Dataset entries:
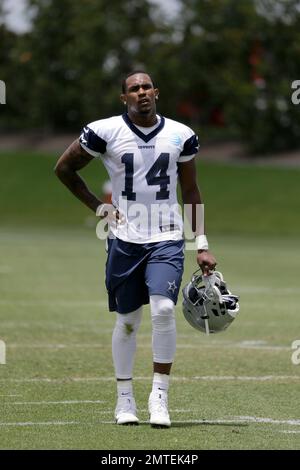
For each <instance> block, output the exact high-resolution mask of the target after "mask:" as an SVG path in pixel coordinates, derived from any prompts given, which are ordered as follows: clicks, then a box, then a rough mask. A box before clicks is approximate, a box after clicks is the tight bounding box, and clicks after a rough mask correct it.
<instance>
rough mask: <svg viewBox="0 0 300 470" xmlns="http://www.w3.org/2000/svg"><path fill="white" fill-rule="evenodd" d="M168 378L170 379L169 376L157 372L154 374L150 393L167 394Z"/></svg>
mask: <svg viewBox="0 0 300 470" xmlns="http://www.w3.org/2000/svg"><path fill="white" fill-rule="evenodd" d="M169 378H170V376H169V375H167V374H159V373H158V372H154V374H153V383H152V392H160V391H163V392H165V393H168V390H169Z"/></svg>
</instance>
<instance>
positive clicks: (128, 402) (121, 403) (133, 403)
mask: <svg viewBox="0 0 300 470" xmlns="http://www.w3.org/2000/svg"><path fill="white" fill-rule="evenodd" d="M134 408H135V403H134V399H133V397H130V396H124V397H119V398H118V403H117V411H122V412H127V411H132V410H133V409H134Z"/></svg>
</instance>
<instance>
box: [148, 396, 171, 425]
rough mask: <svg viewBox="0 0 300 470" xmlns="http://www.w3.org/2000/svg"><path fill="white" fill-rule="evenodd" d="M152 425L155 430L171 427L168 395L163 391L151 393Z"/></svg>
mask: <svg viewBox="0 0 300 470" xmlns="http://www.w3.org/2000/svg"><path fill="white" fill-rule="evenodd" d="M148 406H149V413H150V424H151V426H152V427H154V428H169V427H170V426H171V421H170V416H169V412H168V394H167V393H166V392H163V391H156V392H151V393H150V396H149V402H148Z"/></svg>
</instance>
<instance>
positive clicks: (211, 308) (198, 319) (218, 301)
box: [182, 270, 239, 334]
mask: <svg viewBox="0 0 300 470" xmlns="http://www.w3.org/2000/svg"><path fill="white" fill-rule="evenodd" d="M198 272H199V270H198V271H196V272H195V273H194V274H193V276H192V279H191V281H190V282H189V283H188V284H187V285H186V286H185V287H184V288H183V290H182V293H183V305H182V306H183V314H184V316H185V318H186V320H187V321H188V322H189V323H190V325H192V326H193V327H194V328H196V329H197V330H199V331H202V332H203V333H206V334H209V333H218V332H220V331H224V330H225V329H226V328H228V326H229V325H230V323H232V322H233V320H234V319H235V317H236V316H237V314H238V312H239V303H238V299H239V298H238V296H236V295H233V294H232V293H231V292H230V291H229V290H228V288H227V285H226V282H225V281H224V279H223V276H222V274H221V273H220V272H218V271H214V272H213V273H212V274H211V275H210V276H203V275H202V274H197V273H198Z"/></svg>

### Exercise description
Format the lines above as a Markdown table with the columns "Row" and "Line", one row per line, skipping blank lines and leaving out the pictures.

### Reply
| Row | Line |
|---|---|
| 1 | For each <instance> block, output the exact high-resolution mask of the target after "mask:" as an SVG path in pixel coordinates, derived from any prompts given, which are ordered as follows: clicks, then a box, then a rough mask. A box before clicks is approximate, a box after clicks is the tight bounding box, and clicks after a rough mask correct it. |
| 2 | <instance> |
| 3 | rough mask: <svg viewBox="0 0 300 470" xmlns="http://www.w3.org/2000/svg"><path fill="white" fill-rule="evenodd" d="M168 378L170 379L169 376L157 372L154 374L150 393L167 394Z"/></svg> |
| 4 | mask: <svg viewBox="0 0 300 470" xmlns="http://www.w3.org/2000/svg"><path fill="white" fill-rule="evenodd" d="M169 378H170V376H169V375H167V374H159V373H158V372H154V374H153V383H152V392H160V391H163V392H165V393H168V390H169Z"/></svg> |
| 5 | </instance> |
| 6 | <instance> |
| 7 | positive clicks: (128, 402) (121, 403) (133, 403) |
| 8 | mask: <svg viewBox="0 0 300 470" xmlns="http://www.w3.org/2000/svg"><path fill="white" fill-rule="evenodd" d="M134 408H135V403H134V399H133V397H130V396H124V397H119V398H118V403H117V411H122V412H127V411H132V410H133V409H134Z"/></svg> |
| 9 | </instance> |
| 10 | <instance> |
| 11 | box: [148, 396, 171, 425] |
| 12 | rough mask: <svg viewBox="0 0 300 470" xmlns="http://www.w3.org/2000/svg"><path fill="white" fill-rule="evenodd" d="M152 425L155 430L171 427L168 395L163 391L151 393Z"/></svg> |
| 13 | mask: <svg viewBox="0 0 300 470" xmlns="http://www.w3.org/2000/svg"><path fill="white" fill-rule="evenodd" d="M148 406H149V413H150V424H151V426H152V427H154V428H169V427H170V426H171V421H170V416H169V412H168V394H167V393H166V392H163V391H156V392H151V393H150V396H149V402H148Z"/></svg> |
| 14 | </instance> |
| 15 | <instance> |
| 16 | positive clicks: (211, 308) (198, 319) (218, 301) |
| 17 | box: [182, 270, 239, 334] |
| 18 | mask: <svg viewBox="0 0 300 470" xmlns="http://www.w3.org/2000/svg"><path fill="white" fill-rule="evenodd" d="M198 272H199V270H198V271H196V272H195V273H194V274H193V276H192V279H191V281H190V282H189V283H188V284H187V285H186V286H185V287H184V288H183V290H182V293H183V305H182V306H183V314H184V316H185V318H186V320H187V321H188V322H189V323H190V325H192V326H193V327H194V328H196V329H197V330H199V331H202V332H203V333H206V334H209V333H218V332H220V331H224V330H225V329H226V328H228V326H229V325H230V323H232V322H233V320H234V319H235V317H236V316H237V314H238V312H239V303H238V299H239V298H238V296H236V295H233V294H232V293H231V292H230V291H229V290H228V288H227V285H226V282H225V281H224V279H223V276H222V274H221V273H220V272H218V271H214V272H213V273H212V274H211V275H210V276H203V275H202V274H197V273H198Z"/></svg> |